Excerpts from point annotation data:
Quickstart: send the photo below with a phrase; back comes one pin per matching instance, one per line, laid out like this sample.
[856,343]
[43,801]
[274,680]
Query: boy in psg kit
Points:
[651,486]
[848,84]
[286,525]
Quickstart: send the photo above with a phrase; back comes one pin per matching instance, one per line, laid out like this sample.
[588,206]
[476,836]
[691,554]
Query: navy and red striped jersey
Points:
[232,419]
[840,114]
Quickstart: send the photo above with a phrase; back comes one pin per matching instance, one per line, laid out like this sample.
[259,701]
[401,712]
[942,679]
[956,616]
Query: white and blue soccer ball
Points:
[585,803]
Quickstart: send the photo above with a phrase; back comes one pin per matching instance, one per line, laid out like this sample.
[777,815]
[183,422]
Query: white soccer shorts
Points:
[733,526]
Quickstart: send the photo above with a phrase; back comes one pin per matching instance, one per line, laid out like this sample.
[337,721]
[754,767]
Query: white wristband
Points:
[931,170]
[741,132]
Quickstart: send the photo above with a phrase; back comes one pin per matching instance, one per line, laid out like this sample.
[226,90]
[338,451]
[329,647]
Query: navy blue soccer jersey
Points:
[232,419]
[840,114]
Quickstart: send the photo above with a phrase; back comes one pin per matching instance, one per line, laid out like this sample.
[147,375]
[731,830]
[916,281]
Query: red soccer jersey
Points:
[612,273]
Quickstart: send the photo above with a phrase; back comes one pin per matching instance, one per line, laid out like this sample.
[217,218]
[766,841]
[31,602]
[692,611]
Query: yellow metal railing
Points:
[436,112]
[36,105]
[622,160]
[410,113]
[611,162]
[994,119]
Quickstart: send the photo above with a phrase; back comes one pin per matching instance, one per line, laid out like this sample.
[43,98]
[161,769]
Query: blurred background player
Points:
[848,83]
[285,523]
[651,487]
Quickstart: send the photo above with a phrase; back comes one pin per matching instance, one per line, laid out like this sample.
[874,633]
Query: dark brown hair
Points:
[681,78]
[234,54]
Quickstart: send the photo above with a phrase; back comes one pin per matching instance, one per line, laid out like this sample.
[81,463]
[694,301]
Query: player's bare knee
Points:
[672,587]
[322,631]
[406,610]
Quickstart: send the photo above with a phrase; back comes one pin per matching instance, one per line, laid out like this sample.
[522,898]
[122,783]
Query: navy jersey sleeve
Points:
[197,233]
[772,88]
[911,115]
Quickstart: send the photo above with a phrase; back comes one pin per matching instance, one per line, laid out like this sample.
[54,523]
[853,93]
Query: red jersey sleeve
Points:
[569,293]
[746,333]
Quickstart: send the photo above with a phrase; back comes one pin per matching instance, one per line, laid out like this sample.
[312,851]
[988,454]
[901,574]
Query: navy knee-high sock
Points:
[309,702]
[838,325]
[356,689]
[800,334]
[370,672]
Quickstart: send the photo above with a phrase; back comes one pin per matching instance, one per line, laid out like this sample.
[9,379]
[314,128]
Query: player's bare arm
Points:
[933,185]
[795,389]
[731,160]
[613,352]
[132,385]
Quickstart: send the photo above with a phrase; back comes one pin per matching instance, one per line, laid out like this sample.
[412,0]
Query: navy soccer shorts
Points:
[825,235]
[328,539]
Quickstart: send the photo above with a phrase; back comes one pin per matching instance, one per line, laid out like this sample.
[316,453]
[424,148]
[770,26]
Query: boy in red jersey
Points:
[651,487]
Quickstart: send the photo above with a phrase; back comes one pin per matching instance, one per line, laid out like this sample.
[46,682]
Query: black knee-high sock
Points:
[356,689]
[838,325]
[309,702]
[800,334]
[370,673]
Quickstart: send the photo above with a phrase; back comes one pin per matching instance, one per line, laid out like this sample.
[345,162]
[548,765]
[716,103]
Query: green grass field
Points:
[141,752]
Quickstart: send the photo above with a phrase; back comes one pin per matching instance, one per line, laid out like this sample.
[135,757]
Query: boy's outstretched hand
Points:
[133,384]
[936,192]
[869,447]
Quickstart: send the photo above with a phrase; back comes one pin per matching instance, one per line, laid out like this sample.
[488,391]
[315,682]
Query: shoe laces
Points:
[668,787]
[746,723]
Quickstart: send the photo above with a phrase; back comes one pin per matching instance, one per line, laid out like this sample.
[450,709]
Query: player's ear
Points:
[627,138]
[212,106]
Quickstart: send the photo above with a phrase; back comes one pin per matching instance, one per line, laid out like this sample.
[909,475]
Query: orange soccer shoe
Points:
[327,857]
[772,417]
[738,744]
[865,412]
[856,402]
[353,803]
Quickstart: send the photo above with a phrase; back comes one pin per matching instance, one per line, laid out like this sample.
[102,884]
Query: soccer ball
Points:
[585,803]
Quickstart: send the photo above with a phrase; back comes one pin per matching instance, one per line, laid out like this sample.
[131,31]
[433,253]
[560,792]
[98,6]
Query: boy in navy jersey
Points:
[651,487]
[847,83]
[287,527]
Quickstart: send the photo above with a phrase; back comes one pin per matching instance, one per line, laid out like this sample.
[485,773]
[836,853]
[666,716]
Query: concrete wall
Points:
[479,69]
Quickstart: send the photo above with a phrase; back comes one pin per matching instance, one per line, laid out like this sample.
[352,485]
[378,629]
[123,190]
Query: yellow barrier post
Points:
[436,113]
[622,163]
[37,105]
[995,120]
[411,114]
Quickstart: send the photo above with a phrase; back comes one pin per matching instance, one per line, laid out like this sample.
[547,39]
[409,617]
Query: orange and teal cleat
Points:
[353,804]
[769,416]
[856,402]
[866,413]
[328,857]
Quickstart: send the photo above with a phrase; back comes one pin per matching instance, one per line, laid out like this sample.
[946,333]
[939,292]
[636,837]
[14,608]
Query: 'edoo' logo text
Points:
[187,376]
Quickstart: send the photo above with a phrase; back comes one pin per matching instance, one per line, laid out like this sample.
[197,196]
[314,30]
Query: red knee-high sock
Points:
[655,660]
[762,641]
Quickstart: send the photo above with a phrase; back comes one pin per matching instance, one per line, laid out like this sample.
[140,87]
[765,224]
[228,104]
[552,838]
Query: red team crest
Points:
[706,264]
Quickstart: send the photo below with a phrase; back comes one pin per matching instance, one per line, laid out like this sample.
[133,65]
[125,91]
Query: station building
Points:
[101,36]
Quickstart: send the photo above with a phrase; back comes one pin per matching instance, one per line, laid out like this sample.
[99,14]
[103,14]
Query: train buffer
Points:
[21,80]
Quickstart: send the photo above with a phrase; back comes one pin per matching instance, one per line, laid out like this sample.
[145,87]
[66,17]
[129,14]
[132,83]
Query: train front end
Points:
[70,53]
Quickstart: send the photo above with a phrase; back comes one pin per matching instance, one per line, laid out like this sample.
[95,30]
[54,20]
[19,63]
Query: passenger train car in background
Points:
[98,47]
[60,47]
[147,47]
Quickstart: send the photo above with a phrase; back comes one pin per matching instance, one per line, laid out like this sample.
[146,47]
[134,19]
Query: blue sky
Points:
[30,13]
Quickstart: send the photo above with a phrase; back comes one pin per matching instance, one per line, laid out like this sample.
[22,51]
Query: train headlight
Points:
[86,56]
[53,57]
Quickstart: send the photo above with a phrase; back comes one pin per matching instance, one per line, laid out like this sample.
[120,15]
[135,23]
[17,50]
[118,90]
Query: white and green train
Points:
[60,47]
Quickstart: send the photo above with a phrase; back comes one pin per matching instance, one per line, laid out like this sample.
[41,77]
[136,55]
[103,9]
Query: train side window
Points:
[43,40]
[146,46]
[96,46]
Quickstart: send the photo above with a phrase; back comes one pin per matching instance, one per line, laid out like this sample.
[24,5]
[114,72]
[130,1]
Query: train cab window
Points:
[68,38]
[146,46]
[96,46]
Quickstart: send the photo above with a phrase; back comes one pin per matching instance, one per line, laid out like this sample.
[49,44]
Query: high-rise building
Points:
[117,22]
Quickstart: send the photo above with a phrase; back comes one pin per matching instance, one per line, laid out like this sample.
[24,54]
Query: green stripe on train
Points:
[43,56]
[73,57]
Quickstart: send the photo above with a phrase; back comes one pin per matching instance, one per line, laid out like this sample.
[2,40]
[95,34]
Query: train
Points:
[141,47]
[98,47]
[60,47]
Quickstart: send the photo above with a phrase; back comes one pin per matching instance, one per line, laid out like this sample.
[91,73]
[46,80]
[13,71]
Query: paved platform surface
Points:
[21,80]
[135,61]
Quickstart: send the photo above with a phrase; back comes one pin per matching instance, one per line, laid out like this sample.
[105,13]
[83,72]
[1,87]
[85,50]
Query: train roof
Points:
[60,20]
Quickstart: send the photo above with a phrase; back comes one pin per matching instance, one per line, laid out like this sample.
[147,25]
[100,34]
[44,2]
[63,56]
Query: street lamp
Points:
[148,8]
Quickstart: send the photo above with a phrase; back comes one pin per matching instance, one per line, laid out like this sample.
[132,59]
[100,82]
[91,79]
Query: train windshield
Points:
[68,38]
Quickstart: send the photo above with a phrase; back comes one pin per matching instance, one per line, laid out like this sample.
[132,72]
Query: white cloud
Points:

- **STATED EXERCISE**
Filter the material above, copying every line that contains the string "building". Treat the match as case-sensitive.

- **COMPLETE OUTPUT**
Query: station building
Query: high-rise building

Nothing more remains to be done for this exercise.